**Source passage**
########
Saturday, November 26, 2011

Really Universe? At WW?

So I wake up at the crack of ass this morning to get ready to go in for prelinaries at the hospital. Drop Tess off at my mother's house, and drive an hour through New Jersey following my GPS system. Get there...wait...wait...get a nice nurse who weighs exactly the same as me she tells me and also tells me...you're not morbidly obese according to the guidelines...well isn't that nice..and in a way it was..to know there are people with bigger weight issues out there. The experience as a whole was more pleasant than anything else and I get out of there on time to make it to my 10:30 Weight watcher's meeting..lost a pound..woo hoo...did I mention I gained 4 last week..shit. Anyhow, as I enter, the meeting leader who I think secretly hates me..(I really do)..mentions as she's flashing through her phone..you want to see a picture of my new baby..she's not talking to me so I keep walking and flashign through my head is...new puppy..new car..could be anything but alas..at the end of the meeting yes, you guessed it..fucking meeting leader is pregnant with her second child...well God bless.. I mean really! Really God?! Well isn't that fucking so typical? I came home, put a pot of coffee on and vaccuumed my rug because what else is there to do? I left Tess at my mom's..I figured why should she stew in my misery when she's got her 2 dog cousins at my mom's to play with and my sister's who love her..Am I whining and sounding like a baby..maybe..but really I'm sick of this shit...really sick of it.. It's always someone else getting married, having the fucking baby, buying the beautiful fucking house, winning the fucking lotto, and Lord knows I've been blessed with a good job good education good brain but I'm fucking alone!! afuckinglone and I don't really get that...why go through all of this shit if it's just to end up alone? It's so hard to stay positive sometimes. I know I have to keep the faith but sometimes I think this is a cruel joke the universe is playing because okay, you don't want to give it to me or it's not in the cards for me but can you please not have it all around me...surrounding me..drowning me in this shit? Really? Is there no safe place? Can't take much more of this really. It's fucking killing me.
########
**Listed records**
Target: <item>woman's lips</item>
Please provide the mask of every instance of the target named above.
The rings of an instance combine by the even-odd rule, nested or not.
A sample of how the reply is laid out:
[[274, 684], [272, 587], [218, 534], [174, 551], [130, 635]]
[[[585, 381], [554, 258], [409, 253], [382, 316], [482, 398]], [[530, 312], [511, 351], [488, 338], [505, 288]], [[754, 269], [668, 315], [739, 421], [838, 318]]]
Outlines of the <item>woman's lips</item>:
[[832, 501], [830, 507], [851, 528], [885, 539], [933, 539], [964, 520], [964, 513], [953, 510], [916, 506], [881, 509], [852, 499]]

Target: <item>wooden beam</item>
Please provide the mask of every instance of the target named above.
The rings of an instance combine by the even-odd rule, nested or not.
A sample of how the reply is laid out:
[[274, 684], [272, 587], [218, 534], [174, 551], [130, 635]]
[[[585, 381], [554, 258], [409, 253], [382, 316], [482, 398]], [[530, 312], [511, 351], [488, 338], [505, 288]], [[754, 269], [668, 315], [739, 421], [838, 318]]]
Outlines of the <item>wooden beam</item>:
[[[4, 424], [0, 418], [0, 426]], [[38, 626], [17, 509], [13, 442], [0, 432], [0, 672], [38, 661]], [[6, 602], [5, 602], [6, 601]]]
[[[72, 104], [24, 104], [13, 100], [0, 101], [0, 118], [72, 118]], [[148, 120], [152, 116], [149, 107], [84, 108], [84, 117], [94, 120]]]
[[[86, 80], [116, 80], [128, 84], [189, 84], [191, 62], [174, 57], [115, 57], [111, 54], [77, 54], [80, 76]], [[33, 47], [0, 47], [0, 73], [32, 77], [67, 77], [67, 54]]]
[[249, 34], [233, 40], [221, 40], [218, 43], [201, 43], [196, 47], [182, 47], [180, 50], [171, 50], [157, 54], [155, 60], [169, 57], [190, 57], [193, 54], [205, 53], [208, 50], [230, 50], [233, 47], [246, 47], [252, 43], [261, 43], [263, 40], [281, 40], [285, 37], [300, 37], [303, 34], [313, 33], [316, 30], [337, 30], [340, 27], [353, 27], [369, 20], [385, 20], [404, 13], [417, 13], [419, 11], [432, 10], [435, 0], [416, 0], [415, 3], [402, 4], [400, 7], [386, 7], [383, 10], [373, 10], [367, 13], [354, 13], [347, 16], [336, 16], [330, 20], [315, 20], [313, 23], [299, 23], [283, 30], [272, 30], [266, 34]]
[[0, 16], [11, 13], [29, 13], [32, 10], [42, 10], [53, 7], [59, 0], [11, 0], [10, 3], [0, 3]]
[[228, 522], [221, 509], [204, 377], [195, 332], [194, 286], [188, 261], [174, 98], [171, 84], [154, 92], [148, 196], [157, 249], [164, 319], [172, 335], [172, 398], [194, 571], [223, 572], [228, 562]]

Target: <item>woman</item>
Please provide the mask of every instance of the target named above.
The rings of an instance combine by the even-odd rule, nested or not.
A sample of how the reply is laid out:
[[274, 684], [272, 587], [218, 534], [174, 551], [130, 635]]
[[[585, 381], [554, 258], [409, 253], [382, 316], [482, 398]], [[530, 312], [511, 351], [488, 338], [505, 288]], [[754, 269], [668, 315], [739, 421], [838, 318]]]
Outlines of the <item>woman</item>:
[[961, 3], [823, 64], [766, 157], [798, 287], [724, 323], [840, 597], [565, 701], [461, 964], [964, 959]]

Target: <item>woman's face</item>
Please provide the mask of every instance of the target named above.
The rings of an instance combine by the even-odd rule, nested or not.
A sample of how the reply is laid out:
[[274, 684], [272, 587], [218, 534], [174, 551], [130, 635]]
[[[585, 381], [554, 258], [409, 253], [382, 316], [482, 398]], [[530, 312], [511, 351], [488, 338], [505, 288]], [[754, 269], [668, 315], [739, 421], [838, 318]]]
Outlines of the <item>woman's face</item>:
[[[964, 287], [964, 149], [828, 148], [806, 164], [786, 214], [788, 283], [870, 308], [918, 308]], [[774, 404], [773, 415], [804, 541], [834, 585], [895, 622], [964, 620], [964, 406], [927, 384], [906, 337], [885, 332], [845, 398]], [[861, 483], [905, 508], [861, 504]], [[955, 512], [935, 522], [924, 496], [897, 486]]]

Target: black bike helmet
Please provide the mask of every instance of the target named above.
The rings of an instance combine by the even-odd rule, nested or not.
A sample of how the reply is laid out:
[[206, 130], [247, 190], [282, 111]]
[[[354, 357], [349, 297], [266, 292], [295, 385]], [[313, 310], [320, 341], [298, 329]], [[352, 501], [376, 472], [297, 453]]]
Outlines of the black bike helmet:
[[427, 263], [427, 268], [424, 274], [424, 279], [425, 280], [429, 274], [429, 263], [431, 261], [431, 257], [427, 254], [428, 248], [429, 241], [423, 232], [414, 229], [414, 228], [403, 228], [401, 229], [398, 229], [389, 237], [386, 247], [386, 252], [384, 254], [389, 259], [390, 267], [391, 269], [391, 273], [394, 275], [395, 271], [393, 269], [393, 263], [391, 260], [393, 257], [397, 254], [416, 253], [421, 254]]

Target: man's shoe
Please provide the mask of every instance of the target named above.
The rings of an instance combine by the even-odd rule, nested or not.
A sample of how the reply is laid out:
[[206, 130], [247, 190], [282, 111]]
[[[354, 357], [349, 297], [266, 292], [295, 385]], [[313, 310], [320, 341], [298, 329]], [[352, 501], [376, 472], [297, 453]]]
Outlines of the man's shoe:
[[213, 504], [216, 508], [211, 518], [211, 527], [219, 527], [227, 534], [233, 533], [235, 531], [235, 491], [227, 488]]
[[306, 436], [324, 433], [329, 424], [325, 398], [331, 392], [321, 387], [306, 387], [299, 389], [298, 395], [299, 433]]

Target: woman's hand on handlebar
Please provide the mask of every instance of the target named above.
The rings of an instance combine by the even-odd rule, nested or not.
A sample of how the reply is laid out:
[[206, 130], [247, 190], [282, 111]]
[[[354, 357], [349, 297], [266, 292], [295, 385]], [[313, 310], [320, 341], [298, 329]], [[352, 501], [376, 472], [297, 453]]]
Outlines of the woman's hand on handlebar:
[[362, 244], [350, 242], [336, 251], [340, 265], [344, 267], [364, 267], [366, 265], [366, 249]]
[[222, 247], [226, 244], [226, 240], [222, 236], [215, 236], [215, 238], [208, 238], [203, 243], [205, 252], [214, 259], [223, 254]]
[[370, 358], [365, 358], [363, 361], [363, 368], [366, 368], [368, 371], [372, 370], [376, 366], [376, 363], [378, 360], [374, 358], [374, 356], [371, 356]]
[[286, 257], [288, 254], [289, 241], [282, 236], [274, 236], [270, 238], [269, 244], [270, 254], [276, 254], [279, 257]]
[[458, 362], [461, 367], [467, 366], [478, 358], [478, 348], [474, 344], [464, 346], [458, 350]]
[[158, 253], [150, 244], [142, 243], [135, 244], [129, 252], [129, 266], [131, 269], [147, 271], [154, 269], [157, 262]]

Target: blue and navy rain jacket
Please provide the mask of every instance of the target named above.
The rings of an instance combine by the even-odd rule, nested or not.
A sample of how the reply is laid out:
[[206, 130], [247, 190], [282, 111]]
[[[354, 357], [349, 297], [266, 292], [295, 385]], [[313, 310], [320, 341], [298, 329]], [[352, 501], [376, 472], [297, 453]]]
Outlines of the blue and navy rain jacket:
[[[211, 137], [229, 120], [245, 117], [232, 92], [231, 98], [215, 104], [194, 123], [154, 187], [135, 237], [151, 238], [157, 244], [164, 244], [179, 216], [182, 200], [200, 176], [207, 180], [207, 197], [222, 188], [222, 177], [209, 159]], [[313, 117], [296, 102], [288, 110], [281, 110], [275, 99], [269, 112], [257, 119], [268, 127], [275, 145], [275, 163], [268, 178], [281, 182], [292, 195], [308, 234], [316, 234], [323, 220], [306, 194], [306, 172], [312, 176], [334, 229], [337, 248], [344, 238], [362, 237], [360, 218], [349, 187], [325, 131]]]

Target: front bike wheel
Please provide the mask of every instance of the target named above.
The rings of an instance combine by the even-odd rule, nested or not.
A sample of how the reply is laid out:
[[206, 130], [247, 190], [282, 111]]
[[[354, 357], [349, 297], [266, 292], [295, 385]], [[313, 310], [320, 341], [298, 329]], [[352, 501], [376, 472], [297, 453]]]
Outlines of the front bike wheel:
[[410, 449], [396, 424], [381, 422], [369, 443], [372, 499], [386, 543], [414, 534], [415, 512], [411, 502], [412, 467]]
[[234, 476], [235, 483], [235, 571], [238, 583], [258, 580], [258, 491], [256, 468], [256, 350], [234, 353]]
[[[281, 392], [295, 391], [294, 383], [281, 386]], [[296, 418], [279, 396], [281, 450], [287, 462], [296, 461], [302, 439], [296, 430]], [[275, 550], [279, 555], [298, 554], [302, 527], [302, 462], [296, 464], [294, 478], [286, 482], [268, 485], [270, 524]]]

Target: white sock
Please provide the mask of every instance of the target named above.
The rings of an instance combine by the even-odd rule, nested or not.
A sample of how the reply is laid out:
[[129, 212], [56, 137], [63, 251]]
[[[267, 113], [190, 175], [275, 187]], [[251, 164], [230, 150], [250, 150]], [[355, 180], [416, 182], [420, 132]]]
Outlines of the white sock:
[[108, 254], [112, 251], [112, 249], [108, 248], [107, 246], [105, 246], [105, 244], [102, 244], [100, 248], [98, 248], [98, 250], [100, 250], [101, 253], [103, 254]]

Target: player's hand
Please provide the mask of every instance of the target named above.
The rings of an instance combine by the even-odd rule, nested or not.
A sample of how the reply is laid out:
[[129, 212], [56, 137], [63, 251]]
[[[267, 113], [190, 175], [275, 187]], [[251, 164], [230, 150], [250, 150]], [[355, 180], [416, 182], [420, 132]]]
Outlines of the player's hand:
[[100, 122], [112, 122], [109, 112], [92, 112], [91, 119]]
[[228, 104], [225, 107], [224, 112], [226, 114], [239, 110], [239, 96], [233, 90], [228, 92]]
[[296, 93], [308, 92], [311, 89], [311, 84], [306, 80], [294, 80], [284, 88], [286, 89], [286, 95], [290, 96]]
########
**Problem description**
Decide whether each statement agrees with the blog post, answering yes or no and quoting the words from the post that settle it. 1. The nurse said the writer is morbidly obese according to the guidelines. 2. The writer lost a pound at the Weight Watchers meeting. 3. The writer brought Tess home after the meeting.

**Exercise output**
1. No: "you're not morbidly obese according to the guidelines"
2. Yes: "lost a pound"
3. No: "I left Tess at my mom's"